[What you should do] The required output is the line with "Where can you spot the wooden barrel?" and each line that follows it to the end of the entries below, copied exactly and with nothing added.

---------- Dataset extract ----------

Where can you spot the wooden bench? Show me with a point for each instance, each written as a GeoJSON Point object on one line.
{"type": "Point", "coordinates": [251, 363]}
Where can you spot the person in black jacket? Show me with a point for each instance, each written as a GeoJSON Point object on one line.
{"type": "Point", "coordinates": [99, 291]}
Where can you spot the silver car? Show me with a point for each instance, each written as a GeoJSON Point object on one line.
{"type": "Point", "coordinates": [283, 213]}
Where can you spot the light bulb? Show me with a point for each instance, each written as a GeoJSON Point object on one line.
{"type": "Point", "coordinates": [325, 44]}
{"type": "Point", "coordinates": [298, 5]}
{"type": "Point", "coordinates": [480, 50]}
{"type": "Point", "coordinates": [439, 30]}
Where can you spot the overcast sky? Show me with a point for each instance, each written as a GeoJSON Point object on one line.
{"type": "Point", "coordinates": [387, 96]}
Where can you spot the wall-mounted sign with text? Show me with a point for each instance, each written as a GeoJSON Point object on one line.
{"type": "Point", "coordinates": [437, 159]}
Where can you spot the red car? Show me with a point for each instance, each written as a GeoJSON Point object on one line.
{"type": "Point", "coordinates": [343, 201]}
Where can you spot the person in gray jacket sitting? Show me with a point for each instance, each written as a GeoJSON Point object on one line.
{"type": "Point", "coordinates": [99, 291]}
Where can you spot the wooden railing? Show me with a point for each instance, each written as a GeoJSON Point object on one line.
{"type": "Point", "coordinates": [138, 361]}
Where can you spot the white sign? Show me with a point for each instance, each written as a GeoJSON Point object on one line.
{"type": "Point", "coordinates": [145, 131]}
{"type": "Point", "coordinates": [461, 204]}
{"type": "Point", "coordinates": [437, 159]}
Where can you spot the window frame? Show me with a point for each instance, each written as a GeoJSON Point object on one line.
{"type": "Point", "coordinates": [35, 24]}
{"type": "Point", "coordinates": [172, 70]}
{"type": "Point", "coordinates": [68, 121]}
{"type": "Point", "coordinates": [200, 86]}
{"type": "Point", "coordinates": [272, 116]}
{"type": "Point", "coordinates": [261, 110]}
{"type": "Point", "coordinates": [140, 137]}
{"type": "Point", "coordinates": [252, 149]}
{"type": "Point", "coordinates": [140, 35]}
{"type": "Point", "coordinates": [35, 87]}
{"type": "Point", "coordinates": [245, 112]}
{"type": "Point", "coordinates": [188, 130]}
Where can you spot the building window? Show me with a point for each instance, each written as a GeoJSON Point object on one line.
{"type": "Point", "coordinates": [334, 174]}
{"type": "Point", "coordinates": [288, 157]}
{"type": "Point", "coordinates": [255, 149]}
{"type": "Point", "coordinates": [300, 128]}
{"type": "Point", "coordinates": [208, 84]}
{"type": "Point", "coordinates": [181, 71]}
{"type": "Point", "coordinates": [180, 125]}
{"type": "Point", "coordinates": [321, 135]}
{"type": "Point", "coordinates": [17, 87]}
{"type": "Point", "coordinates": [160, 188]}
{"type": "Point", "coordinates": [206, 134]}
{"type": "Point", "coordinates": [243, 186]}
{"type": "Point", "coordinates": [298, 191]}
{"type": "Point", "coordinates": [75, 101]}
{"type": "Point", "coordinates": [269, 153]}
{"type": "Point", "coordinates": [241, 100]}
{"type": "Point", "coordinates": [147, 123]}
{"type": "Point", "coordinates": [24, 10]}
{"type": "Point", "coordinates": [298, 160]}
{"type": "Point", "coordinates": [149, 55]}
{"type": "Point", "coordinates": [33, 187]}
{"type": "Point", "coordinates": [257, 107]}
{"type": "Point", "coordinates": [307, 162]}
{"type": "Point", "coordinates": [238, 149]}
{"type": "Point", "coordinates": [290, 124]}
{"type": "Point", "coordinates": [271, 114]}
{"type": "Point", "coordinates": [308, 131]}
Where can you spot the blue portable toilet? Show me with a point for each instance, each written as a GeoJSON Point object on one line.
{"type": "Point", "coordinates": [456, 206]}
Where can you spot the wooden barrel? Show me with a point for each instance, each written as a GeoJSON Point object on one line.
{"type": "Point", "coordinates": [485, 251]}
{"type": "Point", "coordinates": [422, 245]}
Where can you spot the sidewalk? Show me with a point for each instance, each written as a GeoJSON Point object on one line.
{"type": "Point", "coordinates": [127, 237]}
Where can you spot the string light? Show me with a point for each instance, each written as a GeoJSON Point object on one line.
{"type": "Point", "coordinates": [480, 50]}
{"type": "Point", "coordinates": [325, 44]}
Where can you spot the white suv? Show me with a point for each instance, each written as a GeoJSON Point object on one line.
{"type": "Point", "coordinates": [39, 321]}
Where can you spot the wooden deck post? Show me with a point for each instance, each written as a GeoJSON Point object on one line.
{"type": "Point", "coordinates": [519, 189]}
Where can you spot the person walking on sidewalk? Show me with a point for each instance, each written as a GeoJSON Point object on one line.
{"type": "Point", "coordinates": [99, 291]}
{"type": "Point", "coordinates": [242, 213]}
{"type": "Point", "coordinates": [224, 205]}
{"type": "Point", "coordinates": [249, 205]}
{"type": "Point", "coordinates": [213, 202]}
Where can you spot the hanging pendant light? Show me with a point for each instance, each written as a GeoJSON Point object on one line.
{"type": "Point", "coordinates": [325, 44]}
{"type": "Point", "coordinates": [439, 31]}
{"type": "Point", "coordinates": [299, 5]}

----------

[Output]
Where can you spot the wooden barrel? Show me with a point for each instance, each written as a GeoJSON Point object on one line.
{"type": "Point", "coordinates": [485, 251]}
{"type": "Point", "coordinates": [422, 245]}
Where can you spot the sidewalk? Show me with a point for each instance, each written as a GeoJSON Point object on one line.
{"type": "Point", "coordinates": [127, 237]}
Where can you spot the string light? Show me with a point for each instance, each written as a GeoJSON Point object on one line.
{"type": "Point", "coordinates": [480, 50]}
{"type": "Point", "coordinates": [325, 44]}
Where can you spot the white suv? Show me with a point for each instance, each written as a GeoJSON Point object on one line.
{"type": "Point", "coordinates": [39, 321]}
Where can you spot the wooden deck post? Show me with a point for each instance, each written as a GeoJSON Point object on one line.
{"type": "Point", "coordinates": [519, 189]}
Where can you spot the person walking on sidewalk? Show me with a point for each instance, each written as a GeoJSON Point object on one line.
{"type": "Point", "coordinates": [99, 291]}
{"type": "Point", "coordinates": [242, 213]}
{"type": "Point", "coordinates": [224, 205]}
{"type": "Point", "coordinates": [249, 205]}
{"type": "Point", "coordinates": [213, 202]}
Where can you spot the hanging pendant light? Show me with a point for each instance, each written as a GeoJSON Point object on one line.
{"type": "Point", "coordinates": [325, 44]}
{"type": "Point", "coordinates": [439, 31]}
{"type": "Point", "coordinates": [299, 5]}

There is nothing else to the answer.